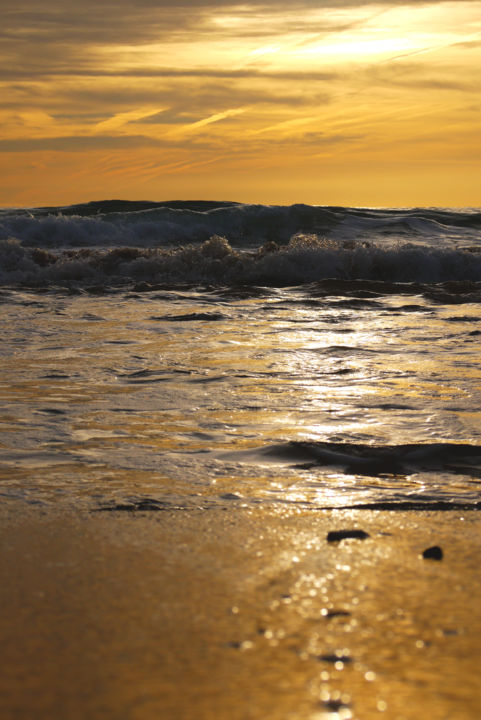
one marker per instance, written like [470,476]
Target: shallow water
[326,394]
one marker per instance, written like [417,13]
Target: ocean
[189,355]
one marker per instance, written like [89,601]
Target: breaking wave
[119,242]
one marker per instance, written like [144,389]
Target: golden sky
[345,103]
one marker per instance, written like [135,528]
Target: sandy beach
[243,615]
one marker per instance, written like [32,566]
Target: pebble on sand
[337,535]
[433,553]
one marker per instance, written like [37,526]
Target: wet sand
[238,614]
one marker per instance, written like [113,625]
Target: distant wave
[143,224]
[118,242]
[305,259]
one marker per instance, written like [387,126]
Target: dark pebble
[433,553]
[334,705]
[337,535]
[337,613]
[335,658]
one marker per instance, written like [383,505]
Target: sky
[266,101]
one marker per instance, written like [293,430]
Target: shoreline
[245,614]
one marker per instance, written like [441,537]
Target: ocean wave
[370,460]
[305,259]
[118,223]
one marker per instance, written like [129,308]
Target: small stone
[335,658]
[337,535]
[433,553]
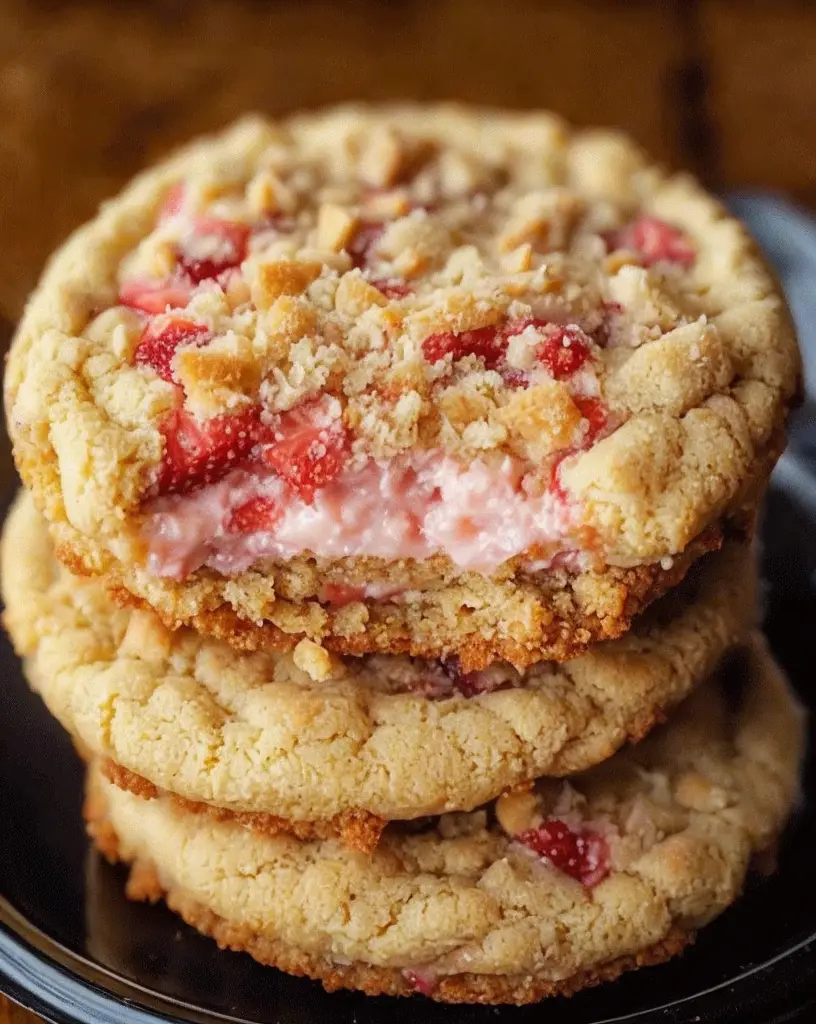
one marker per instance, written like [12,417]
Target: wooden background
[90,91]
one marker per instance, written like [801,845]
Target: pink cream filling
[478,516]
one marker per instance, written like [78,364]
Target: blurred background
[90,91]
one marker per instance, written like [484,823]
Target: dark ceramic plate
[76,951]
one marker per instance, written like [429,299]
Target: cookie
[375,738]
[545,892]
[421,380]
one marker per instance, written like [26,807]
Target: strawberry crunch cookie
[544,892]
[402,380]
[317,744]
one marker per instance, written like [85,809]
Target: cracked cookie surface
[544,892]
[366,375]
[308,737]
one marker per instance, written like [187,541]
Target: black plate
[76,951]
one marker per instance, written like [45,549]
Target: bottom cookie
[544,892]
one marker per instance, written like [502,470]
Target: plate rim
[56,990]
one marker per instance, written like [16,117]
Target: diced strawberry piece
[392,288]
[173,202]
[583,854]
[419,982]
[214,247]
[156,296]
[596,414]
[306,453]
[366,238]
[159,343]
[340,593]
[564,352]
[488,343]
[655,242]
[256,514]
[203,453]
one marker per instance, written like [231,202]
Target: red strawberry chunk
[419,981]
[583,854]
[596,414]
[392,288]
[256,514]
[564,352]
[366,238]
[214,247]
[306,453]
[156,296]
[656,242]
[488,343]
[159,343]
[203,453]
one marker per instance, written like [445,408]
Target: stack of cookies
[389,476]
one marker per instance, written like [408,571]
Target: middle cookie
[313,744]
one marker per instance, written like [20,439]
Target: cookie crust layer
[255,733]
[682,814]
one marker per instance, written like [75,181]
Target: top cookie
[370,353]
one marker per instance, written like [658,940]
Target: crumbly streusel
[402,337]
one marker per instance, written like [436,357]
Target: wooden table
[90,91]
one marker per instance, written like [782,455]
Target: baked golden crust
[465,910]
[341,744]
[695,376]
[356,829]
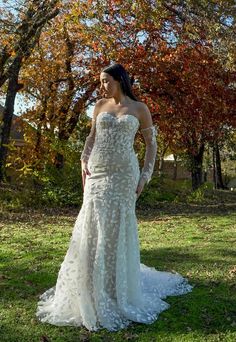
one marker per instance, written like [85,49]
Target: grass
[197,241]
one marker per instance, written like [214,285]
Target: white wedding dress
[101,282]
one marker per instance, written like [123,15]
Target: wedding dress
[101,282]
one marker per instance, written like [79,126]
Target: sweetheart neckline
[118,117]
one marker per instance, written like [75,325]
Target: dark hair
[118,72]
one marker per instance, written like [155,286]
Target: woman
[101,283]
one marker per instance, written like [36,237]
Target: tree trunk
[175,167]
[59,161]
[12,89]
[196,168]
[218,180]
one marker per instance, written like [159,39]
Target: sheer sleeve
[89,142]
[149,135]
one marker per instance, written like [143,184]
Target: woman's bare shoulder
[98,106]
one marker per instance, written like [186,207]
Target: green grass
[196,241]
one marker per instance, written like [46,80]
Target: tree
[24,37]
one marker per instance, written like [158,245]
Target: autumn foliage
[172,53]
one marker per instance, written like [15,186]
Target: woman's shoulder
[98,105]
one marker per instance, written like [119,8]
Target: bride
[101,282]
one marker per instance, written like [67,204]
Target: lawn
[196,241]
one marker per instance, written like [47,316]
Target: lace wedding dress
[101,282]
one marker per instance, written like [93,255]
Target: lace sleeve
[89,142]
[149,135]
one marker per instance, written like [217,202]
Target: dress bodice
[115,135]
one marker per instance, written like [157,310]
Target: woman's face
[109,86]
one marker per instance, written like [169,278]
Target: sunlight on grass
[199,246]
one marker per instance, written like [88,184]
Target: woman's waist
[112,156]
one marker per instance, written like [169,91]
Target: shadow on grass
[209,308]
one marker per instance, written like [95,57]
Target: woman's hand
[141,183]
[85,172]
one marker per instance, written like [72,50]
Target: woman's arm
[149,132]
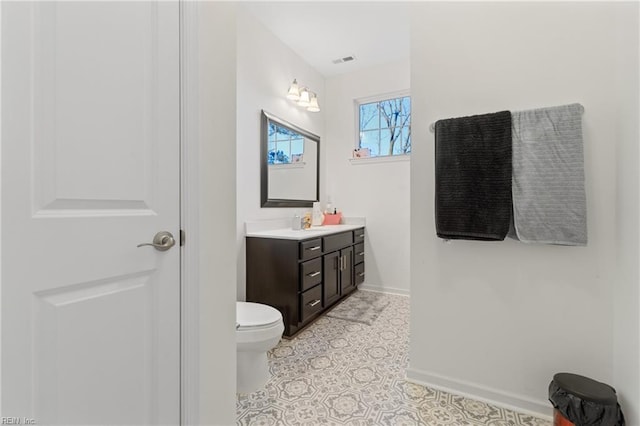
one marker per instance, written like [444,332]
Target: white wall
[626,319]
[265,69]
[217,198]
[497,320]
[377,191]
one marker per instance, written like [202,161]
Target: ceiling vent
[345,59]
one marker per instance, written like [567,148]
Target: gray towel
[549,201]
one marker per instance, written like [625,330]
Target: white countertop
[313,232]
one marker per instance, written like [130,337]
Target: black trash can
[583,401]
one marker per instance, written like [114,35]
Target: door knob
[162,241]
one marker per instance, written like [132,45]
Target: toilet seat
[255,316]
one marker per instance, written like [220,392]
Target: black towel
[473,177]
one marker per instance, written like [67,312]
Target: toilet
[258,329]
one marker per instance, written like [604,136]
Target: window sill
[382,159]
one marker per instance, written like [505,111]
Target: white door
[90,169]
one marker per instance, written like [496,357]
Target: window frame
[371,99]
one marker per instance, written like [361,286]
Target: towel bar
[432,126]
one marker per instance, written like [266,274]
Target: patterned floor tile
[345,373]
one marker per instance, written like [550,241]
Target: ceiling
[322,31]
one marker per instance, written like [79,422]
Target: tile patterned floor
[339,372]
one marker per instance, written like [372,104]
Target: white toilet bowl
[258,329]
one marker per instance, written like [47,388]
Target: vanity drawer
[311,303]
[358,273]
[358,253]
[337,241]
[310,249]
[310,273]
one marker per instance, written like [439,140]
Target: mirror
[289,165]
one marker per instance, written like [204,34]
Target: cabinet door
[331,274]
[346,274]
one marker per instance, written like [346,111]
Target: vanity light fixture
[303,97]
[294,91]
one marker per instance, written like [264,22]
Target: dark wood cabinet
[303,278]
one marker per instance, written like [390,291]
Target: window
[284,146]
[384,126]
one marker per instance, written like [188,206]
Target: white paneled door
[90,328]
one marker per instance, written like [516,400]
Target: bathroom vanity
[303,273]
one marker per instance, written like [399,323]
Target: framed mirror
[289,165]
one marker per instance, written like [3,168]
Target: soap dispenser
[317,216]
[296,221]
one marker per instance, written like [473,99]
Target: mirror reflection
[290,164]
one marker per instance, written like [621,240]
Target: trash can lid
[586,388]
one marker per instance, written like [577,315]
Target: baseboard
[482,393]
[384,289]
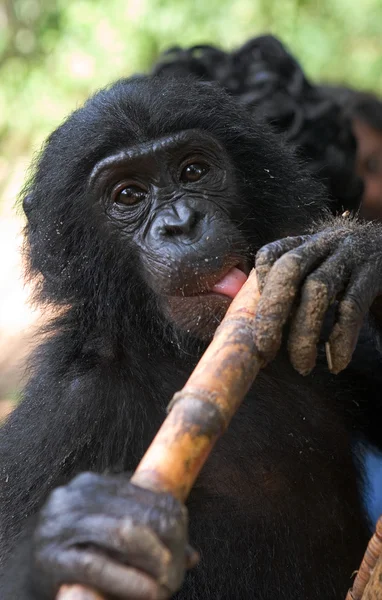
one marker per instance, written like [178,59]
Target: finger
[318,292]
[136,545]
[269,254]
[351,313]
[105,575]
[280,291]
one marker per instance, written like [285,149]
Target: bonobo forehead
[174,145]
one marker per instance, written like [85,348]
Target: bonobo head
[155,196]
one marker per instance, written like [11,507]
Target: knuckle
[351,308]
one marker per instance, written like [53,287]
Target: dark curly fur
[263,76]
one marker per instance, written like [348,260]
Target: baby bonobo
[146,211]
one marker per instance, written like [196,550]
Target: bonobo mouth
[231,283]
[199,308]
[223,282]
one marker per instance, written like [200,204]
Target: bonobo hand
[302,276]
[105,532]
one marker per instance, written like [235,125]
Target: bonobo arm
[75,418]
[300,277]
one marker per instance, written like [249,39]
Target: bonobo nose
[178,221]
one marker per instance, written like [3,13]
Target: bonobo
[146,211]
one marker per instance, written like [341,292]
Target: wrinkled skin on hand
[300,277]
[124,541]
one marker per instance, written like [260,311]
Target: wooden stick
[367,584]
[201,411]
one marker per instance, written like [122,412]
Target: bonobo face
[173,199]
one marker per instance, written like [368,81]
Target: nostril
[172,230]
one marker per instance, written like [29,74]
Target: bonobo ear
[28,204]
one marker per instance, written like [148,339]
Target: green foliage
[54,53]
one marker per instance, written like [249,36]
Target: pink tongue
[231,283]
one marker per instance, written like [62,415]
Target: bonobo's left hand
[303,275]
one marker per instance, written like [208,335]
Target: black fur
[269,81]
[276,511]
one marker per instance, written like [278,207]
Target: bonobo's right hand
[104,532]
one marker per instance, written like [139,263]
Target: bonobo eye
[128,194]
[193,172]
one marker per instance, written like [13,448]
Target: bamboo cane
[368,582]
[201,411]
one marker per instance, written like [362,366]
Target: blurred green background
[54,53]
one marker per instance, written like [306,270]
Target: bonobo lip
[226,283]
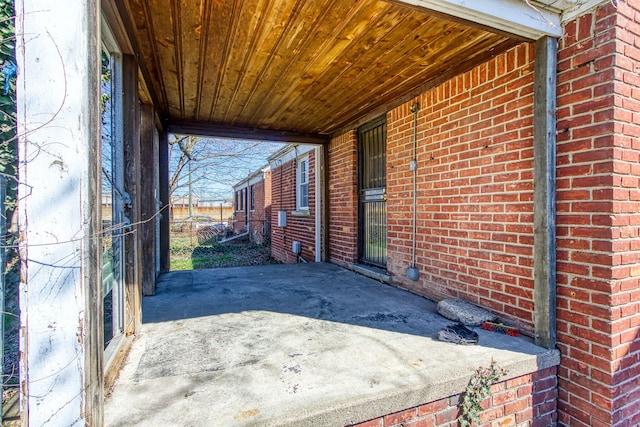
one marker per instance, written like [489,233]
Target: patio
[305,344]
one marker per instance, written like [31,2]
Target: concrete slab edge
[375,407]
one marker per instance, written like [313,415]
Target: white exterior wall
[58,123]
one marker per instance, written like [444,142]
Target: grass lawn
[188,254]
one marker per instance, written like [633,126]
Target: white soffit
[531,20]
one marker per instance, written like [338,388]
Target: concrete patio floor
[297,345]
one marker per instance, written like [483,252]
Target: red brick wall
[598,203]
[526,400]
[299,228]
[475,188]
[343,199]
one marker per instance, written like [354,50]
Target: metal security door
[372,153]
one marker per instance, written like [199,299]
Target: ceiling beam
[254,134]
[518,17]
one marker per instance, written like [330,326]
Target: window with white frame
[302,187]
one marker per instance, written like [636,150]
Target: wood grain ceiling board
[308,66]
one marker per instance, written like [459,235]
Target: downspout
[318,203]
[412,272]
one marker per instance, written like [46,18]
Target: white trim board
[512,16]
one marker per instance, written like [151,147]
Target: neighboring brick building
[474,223]
[252,207]
[294,216]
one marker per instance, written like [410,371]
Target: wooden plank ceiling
[303,66]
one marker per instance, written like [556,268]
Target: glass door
[112,199]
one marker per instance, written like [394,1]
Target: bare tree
[211,166]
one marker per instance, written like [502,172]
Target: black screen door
[372,154]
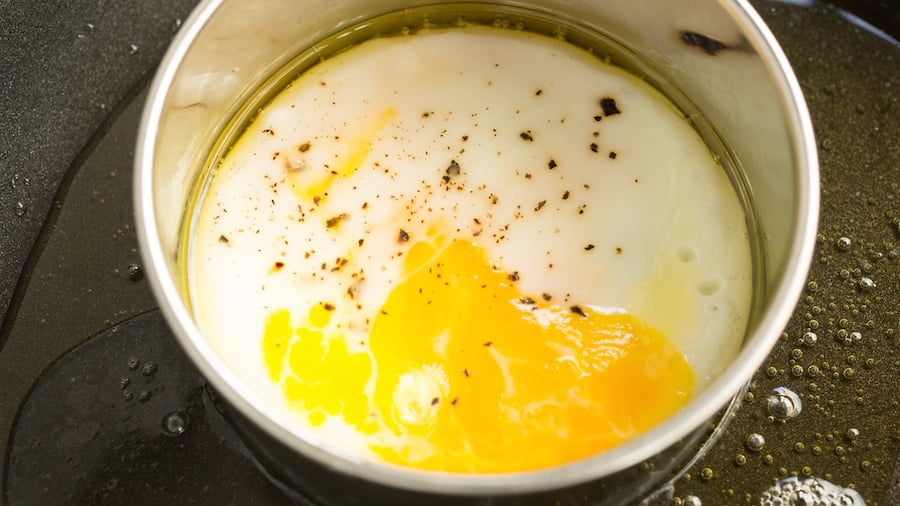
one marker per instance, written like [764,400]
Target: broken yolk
[466,374]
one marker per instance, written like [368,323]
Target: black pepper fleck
[609,106]
[710,45]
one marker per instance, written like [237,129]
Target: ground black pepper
[609,106]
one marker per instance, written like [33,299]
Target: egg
[435,250]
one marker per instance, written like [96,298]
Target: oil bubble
[784,403]
[175,423]
[756,442]
[810,338]
[135,273]
[866,284]
[809,492]
[149,369]
[691,500]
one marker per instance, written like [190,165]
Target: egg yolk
[464,373]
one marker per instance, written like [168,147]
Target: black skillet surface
[99,406]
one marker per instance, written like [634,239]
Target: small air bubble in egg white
[709,286]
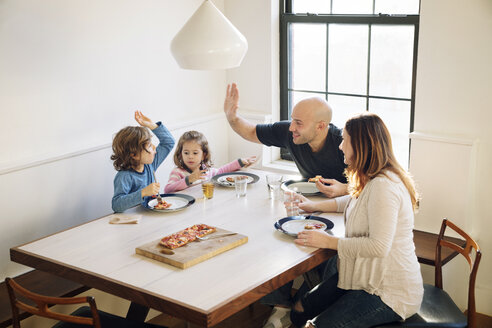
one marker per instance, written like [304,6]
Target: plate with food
[292,225]
[302,186]
[170,202]
[227,179]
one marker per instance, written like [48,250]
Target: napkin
[124,218]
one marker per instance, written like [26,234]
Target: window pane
[347,58]
[308,56]
[396,116]
[345,107]
[311,6]
[391,61]
[352,6]
[409,7]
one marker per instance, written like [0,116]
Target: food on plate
[233,179]
[187,235]
[315,179]
[162,205]
[312,226]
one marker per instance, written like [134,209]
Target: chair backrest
[42,304]
[467,251]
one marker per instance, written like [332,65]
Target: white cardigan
[377,254]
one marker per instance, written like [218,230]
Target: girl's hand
[151,189]
[231,101]
[197,175]
[144,120]
[248,161]
[316,238]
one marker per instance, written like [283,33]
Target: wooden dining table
[103,256]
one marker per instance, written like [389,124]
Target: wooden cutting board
[194,252]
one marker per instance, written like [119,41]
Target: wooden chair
[438,309]
[86,316]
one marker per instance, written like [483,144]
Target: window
[360,55]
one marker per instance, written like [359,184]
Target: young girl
[136,158]
[192,159]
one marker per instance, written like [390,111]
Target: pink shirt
[177,178]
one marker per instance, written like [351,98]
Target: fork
[216,236]
[159,198]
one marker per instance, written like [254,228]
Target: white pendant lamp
[208,41]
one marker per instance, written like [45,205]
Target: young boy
[136,158]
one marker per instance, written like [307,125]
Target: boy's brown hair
[200,139]
[128,142]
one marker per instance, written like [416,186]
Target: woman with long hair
[375,277]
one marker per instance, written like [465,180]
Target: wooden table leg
[137,312]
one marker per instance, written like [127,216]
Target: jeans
[326,305]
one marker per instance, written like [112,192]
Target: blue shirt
[128,184]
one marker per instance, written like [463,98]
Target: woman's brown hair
[200,139]
[129,142]
[373,153]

______

Task item >> Using the records above, return verbatim only the part that opens with the line containing "Target: dark hair" and closes with the line containing "one marker per instance, written like [444,332]"; pictures stay out.

Solution to this exercise >>
Target: dark hair
[118,72]
one marker per instance, written like [155,286]
Target: woman
[101,283]
one marker per instance, written like [36,237]
Target: tree trunk
[175,167]
[59,161]
[12,89]
[196,168]
[218,180]
one marker per instance, written like [159,39]
Target: sheer sleeve
[89,142]
[149,135]
one marker per instance, written like [143,184]
Target: woman's bare shoulder
[98,106]
one marker per instance, written like [186,207]
Target: green grass
[196,241]
one marker per instance, written like [46,80]
Target: tree
[24,37]
one marker per instance, written like [158,245]
Target: autumn foliage
[172,53]
one marker per instance, written like [15,186]
Target: woman's shoulder
[98,105]
one marker per instance, written like [119,8]
Target: bride
[101,282]
one marker per instance, written like [67,204]
Target: lawn
[196,241]
one marker per instance, written like [47,316]
Target: lace wedding dress
[101,282]
one marker per instance, written like [93,255]
Target: lace sleeve
[89,142]
[149,135]
one marker per instance, written like [217,202]
Target: dress bodice
[115,135]
one marker per instance, written like [157,310]
Target: woman's face
[109,86]
one marker per instance, written like [169,278]
Target: sunlight on grass
[199,246]
one marker per instance, written like [88,184]
Target: woman's waist
[112,156]
one marker per instance, written like [169,91]
Target: shadow on grass
[209,308]
one marker per instance, written like [95,57]
Target: woman's hand
[141,183]
[85,172]
one marker per instance, written like [72,50]
Target: woman's arm
[149,132]
one marker per instance, written like [444,332]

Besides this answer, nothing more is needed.